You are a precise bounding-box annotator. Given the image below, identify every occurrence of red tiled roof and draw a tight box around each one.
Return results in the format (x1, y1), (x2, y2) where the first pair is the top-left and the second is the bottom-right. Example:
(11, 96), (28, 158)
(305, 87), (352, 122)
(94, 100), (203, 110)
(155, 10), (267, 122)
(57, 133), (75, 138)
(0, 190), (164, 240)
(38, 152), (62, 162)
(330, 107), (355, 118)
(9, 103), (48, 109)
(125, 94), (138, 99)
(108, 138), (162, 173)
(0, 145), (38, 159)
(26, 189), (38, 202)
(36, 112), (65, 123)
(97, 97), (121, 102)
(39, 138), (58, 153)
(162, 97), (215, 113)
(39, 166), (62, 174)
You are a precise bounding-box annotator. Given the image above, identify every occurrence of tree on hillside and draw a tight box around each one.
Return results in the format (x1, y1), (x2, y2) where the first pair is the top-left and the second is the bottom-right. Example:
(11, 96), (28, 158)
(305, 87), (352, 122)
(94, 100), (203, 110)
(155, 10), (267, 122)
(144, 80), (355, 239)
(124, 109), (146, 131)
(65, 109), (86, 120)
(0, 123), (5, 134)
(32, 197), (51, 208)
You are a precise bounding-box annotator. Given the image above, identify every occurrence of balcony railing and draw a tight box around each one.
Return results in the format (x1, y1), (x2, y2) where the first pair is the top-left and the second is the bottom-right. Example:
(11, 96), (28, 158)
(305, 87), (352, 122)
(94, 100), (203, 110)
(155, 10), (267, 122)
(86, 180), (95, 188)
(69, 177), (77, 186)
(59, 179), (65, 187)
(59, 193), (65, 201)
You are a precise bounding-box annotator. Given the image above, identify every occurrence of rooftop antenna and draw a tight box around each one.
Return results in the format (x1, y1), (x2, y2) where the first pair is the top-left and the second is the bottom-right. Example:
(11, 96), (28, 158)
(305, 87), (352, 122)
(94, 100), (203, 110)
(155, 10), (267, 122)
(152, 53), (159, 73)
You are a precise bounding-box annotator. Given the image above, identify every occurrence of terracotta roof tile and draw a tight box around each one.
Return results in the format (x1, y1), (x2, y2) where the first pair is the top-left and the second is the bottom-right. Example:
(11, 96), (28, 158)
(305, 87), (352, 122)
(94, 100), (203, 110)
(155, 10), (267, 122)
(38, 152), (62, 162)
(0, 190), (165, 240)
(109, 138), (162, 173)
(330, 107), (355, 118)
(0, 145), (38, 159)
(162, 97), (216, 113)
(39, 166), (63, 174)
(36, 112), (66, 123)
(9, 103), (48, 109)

• Instructions to follow: Rescale the data above from the line with "occurrence of tree" to the line with "(59, 193), (65, 201)", both ends included, and give back only those lines with the requests kept as they are. Multiply every bounding-box coordinate in the answers by 1.75 and round to whole numbers, halves up, leaving the format samples inside the requests unchanged.

• Complete output:
You are a precise bounding-box annotator. Given the image above, identify every occurrence of tree on hillside and draw a tight box around each one.
Return results in the format (x1, y1), (x2, y2) where the first pair is the top-left and the second is the bottom-right. Example:
(11, 96), (28, 158)
(305, 87), (352, 122)
(94, 100), (203, 110)
(155, 10), (267, 122)
(252, 140), (621, 418)
(217, 191), (256, 229)
(114, 191), (151, 210)
(0, 215), (9, 235)
(56, 345), (89, 364)
You are a precise bounding-box annotator. Given the image above, identify every occurrence of balcony railing and draw a tight box around each one.
Return results in the format (x1, y1), (x2, y2) where the first pair is the top-left and the second is the bottom-right. Example:
(11, 96), (28, 158)
(305, 87), (352, 122)
(94, 100), (203, 110)
(155, 10), (267, 122)
(151, 315), (166, 329)
(121, 310), (135, 326)
(103, 313), (114, 327)
(103, 338), (114, 352)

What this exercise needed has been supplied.